Beneath this instruction is a listing; print exactly the lines in it starting at the line that contains "of the gray-haired" and going through the line that contains "the white dress".
START Supplied material
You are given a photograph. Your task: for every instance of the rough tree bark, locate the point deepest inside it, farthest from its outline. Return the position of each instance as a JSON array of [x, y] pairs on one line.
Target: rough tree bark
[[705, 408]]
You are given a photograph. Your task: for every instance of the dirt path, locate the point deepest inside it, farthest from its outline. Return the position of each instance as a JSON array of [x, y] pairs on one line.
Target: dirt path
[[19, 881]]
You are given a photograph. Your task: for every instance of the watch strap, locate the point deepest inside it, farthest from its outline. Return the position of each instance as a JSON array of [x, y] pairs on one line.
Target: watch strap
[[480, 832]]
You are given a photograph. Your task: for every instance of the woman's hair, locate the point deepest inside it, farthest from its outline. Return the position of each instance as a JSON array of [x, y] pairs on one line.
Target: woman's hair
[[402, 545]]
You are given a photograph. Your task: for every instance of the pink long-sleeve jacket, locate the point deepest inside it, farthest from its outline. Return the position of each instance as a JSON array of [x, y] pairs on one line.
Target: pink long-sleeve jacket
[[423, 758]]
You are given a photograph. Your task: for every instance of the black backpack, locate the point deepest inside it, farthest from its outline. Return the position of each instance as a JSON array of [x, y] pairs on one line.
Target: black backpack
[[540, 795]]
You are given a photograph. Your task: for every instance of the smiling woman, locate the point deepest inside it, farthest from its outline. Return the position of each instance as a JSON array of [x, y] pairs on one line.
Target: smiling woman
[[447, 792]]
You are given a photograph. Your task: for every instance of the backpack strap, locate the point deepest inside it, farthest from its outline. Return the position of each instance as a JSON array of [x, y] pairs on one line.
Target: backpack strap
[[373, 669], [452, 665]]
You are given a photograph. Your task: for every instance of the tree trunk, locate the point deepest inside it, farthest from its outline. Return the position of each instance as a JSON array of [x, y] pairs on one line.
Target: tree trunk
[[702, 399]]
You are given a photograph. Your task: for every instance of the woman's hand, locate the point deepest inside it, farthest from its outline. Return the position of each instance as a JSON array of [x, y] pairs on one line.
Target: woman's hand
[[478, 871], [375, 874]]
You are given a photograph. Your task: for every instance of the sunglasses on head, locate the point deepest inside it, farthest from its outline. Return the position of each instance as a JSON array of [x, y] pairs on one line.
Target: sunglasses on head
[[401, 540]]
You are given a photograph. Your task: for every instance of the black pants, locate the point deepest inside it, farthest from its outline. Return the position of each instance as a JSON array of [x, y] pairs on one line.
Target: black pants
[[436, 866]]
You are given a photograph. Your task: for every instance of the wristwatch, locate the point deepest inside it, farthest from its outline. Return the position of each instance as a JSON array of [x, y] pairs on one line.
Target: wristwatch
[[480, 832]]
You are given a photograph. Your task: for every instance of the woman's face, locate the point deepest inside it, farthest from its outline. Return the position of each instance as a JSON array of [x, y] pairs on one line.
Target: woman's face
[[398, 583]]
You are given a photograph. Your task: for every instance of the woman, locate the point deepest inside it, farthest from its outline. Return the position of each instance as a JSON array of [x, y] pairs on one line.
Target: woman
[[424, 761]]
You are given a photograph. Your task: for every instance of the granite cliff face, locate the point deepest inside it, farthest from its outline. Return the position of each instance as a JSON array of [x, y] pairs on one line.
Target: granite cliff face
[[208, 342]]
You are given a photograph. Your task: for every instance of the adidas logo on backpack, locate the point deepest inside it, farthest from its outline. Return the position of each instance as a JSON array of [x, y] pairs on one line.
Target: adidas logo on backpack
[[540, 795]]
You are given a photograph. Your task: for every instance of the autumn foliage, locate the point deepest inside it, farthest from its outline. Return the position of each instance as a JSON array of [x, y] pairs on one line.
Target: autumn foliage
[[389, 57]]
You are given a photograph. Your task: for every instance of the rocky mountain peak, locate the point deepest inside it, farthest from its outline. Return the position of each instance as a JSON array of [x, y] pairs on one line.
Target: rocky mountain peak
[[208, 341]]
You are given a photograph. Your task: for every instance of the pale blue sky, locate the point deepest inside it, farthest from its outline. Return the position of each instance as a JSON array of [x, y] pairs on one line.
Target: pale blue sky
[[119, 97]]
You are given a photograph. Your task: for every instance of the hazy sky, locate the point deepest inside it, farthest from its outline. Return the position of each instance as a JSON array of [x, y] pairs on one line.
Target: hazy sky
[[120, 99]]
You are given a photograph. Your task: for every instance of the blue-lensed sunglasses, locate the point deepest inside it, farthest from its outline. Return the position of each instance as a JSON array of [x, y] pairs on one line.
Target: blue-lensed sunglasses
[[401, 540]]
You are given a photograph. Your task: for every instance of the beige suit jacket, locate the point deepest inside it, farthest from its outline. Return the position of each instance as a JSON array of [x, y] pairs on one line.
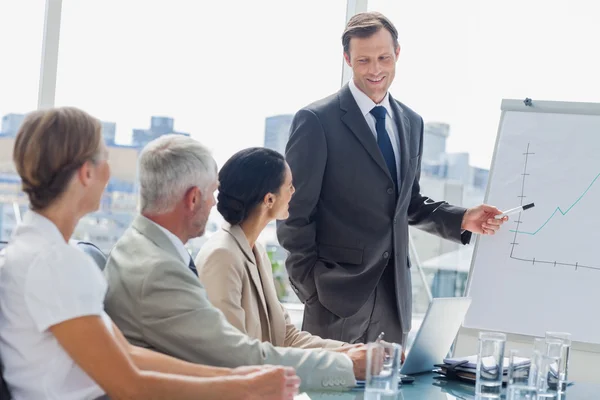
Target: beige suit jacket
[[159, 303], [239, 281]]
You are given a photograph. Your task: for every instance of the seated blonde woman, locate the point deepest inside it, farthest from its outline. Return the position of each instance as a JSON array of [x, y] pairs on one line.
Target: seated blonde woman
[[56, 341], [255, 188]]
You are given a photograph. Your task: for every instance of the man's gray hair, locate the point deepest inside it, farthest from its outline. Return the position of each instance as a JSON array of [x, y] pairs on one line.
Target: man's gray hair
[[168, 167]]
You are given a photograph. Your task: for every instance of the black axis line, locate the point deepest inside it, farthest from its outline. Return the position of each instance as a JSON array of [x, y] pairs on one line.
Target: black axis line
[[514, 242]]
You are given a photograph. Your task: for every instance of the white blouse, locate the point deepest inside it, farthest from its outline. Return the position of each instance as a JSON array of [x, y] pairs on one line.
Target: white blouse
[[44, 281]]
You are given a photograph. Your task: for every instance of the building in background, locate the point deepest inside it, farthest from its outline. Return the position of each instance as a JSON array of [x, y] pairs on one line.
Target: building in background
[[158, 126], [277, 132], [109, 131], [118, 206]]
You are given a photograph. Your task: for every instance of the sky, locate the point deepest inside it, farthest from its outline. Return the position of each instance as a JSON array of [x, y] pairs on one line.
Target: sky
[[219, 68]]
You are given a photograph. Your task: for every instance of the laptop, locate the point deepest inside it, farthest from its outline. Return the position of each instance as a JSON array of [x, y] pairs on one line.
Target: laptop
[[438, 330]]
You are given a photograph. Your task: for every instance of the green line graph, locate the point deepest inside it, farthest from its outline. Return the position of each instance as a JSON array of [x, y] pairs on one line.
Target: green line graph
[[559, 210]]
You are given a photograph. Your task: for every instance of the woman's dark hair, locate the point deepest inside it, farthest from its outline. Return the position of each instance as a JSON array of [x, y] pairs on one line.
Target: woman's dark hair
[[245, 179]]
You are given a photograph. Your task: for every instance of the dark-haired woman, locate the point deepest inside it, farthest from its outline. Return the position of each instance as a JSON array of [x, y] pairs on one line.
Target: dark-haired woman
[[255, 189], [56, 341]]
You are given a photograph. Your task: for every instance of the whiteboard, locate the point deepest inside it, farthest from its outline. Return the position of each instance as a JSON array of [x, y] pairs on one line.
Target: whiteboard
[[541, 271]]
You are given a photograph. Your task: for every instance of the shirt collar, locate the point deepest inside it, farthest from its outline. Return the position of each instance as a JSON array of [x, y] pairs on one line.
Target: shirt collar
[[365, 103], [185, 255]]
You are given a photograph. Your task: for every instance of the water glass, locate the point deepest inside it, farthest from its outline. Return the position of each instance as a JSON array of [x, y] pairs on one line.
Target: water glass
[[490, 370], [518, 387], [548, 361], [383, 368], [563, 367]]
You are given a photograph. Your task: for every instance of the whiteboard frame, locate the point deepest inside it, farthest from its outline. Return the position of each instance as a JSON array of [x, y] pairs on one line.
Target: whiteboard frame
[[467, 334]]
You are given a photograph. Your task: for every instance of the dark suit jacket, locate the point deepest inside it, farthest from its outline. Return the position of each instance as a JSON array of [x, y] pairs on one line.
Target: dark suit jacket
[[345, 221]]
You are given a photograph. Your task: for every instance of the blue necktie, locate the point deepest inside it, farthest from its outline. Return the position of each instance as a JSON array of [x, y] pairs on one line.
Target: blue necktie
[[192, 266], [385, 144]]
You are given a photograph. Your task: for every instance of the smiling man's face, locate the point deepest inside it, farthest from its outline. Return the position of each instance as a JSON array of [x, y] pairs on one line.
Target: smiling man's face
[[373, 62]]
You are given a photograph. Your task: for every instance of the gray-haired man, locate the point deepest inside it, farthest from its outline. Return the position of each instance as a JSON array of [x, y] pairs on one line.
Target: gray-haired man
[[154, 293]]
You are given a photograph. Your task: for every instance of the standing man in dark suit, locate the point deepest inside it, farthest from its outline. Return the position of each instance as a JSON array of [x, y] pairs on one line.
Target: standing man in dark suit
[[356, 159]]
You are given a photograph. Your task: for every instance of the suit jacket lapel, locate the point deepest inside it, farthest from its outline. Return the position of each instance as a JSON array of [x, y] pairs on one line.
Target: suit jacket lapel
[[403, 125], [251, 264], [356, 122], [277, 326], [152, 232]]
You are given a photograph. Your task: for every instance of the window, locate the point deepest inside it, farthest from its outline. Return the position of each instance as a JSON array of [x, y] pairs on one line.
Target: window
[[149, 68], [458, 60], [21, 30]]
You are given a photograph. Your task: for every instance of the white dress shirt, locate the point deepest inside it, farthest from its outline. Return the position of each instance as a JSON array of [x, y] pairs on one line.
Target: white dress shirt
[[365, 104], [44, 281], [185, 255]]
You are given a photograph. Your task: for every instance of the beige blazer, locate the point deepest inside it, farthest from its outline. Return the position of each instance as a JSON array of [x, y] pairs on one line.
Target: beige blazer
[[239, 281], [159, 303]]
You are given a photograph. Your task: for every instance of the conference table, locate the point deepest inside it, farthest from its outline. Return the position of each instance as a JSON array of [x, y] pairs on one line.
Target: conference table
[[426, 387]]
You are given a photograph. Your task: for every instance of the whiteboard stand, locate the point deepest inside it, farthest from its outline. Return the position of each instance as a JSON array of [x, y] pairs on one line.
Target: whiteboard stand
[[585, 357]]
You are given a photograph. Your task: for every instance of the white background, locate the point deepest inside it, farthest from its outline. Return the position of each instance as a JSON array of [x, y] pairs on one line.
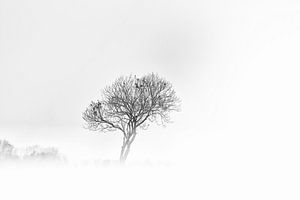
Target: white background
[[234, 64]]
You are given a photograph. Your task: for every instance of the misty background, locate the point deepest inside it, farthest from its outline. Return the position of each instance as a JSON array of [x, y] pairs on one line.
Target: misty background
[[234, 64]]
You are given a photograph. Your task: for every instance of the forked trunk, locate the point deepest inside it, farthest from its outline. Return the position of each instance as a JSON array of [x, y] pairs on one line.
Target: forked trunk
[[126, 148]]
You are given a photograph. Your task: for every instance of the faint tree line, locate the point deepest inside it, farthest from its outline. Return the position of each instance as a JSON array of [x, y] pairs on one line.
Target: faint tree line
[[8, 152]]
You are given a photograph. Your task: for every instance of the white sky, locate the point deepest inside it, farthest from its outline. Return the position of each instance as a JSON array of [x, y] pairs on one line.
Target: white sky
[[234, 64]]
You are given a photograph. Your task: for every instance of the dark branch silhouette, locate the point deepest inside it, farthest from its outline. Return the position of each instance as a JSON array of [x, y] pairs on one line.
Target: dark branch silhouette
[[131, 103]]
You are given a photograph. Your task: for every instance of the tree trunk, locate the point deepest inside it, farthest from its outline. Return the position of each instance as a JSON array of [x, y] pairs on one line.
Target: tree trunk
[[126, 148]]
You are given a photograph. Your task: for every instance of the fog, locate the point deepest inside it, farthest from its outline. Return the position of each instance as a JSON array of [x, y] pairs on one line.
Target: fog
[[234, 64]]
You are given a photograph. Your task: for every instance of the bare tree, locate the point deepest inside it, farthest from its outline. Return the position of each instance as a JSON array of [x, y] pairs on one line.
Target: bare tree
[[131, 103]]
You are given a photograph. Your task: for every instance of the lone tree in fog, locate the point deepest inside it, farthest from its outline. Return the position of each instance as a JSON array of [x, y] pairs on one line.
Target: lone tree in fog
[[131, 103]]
END Supplied material
◆ Response area:
You are given a photograph. Your task: for every instance of the gray-haired man, locate the point deepest inside it, farthest from its outline. Return the position of each instance as a JSON array of [x, y] pairs on one line.
Target: gray-haired man
[[154, 293]]
You are given a photograph. Your task: for every instance of the standing man in dark suit, locate the point deepest inside it, farthest from its outline. Return the position of each instance as a JSON array of [x, y] pairs on one line.
Target: standing man in dark suit
[[356, 159]]
You are given a photograph. Your task: for every instance of the suit jacket lapel, locate the point deepest inside it, farthest from its outline. Return the position of each instance as a JSON array of [x, y] pairs on one line.
Target: suit jacket lapel
[[403, 125], [251, 264], [356, 122], [277, 326], [152, 232]]
You are given a photograph. Your task: for every instance of the window, locate the point deepest inside it, farthest from its outline. Return the position of each instance as a JSON array of [x, y] pairs on one line.
Target: window
[[149, 68], [458, 60], [21, 30]]
You are given a photograph. Your task: for every instance of the white dress shirt, locate the point deepest inside it, farthest from its outline. Return the position of each instance as a JSON array of [x, y] pairs on one line.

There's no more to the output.